I don’t know why I expect
myself to know what I don’t know. Not
only know what I don’t know, but perfectly execute feats of skill and prowess
without adherence to the adage, “Practice makes perfect.” I want immediate “perfect” without
“practice.” That could hint to
impatience, of which I’m certainly guilty.
I’ve become accustomed to instant gratification and can become
embarrassingly childish when having to wait for something. But this goes beyond mere impatience. It’s not that only that I want “perfect”, but I expect it of
myself. I might try to fool myself into believing
that perfectionism is the standard to which I hold only myself, but the truth
is that I will hold everyone to the standard by which I determine my own worth
or acceptability, and if that standard is perfection, then perfection is what I
will expect and demand of everyone.
I’ve heard much mention
about perfectionism, often comments made in jest. Yet I find that the root of perfectionism is
deep and gnarly and invasive and nothing to joke about. Perfectionism seeks out, at the very core of
who I am, that root of worth; and it attaches itself and injects itself and
seeks to become synonymous with the definition of self. It detracts from who I am because it makes it
so that I can’t be apart from what I do.

-=-=-

• _DIRECTIVES_:
a. List the adjectives that the essay on perfectionism uses to describe the root of perfectionism.
b. From the essay on perfectionism, write out word for word the stretch from "I don’t know why" through "I’m certainly guilty.".

-=-=-

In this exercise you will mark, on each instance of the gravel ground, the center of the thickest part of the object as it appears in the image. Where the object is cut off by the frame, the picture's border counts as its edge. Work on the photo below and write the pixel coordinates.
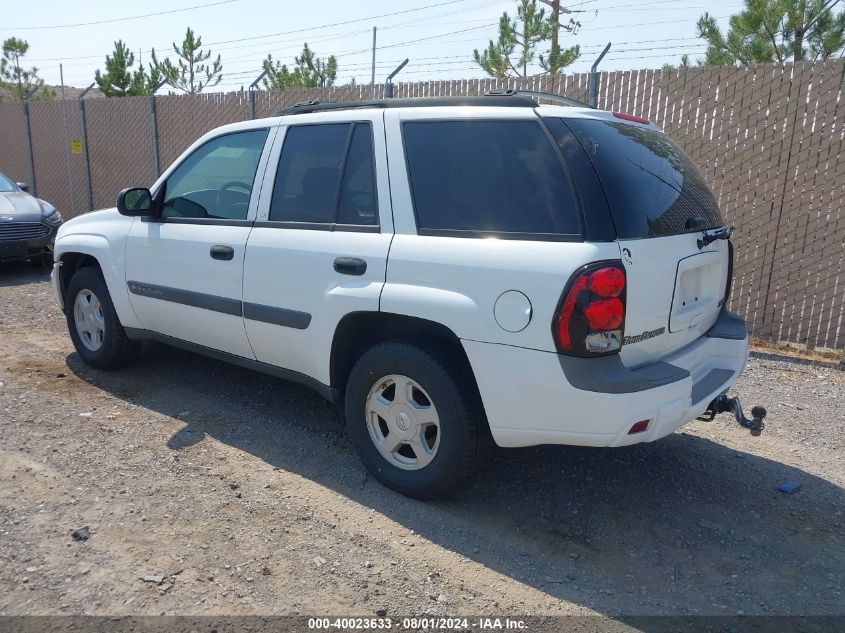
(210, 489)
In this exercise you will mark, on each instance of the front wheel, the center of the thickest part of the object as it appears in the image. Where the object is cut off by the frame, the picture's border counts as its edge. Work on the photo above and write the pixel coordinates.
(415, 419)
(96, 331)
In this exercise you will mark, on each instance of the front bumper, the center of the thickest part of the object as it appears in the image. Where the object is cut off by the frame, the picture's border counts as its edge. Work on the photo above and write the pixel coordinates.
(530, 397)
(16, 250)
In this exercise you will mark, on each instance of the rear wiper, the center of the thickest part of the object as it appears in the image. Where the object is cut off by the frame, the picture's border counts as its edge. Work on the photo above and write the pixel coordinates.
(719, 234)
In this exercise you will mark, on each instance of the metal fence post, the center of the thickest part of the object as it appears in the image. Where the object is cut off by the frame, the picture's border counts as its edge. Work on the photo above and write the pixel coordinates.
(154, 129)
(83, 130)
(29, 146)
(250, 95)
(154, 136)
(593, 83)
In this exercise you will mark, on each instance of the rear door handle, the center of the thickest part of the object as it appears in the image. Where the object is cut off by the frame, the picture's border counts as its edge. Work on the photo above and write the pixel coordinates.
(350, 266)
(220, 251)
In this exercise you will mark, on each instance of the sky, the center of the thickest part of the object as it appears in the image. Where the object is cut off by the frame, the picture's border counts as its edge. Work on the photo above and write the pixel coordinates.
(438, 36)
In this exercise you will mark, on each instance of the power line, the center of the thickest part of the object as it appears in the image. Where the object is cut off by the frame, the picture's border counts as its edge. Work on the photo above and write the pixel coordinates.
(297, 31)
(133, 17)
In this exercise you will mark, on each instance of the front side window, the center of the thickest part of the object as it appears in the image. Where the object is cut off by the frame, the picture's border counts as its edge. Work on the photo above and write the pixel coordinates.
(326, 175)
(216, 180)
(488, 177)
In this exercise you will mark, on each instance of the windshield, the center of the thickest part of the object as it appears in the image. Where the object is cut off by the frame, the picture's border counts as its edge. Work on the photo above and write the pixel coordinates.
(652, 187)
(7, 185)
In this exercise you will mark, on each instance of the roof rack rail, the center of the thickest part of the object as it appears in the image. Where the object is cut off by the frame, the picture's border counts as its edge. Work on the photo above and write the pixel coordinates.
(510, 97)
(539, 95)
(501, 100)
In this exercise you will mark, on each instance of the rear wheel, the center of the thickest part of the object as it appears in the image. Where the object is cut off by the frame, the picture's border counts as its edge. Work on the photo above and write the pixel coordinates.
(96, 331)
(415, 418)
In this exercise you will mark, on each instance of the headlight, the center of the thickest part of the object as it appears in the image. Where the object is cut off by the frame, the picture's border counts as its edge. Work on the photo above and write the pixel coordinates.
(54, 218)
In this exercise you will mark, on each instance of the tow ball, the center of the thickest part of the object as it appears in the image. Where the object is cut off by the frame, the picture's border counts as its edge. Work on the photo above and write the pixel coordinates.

-=-=-

• _EXPECTED RESPONSES_:
a. deep, gnarly, invasive

b.
I don’t know why I expect
myself to know what I don’t know. Not
only know what I don’t know, but perfectly execute feats of skill and prowess
without adherence to the adage, “Practice makes perfect.” I want immediate “perfect” without
“practice.” That could hint to
impatience, of which I’m certainly guilty.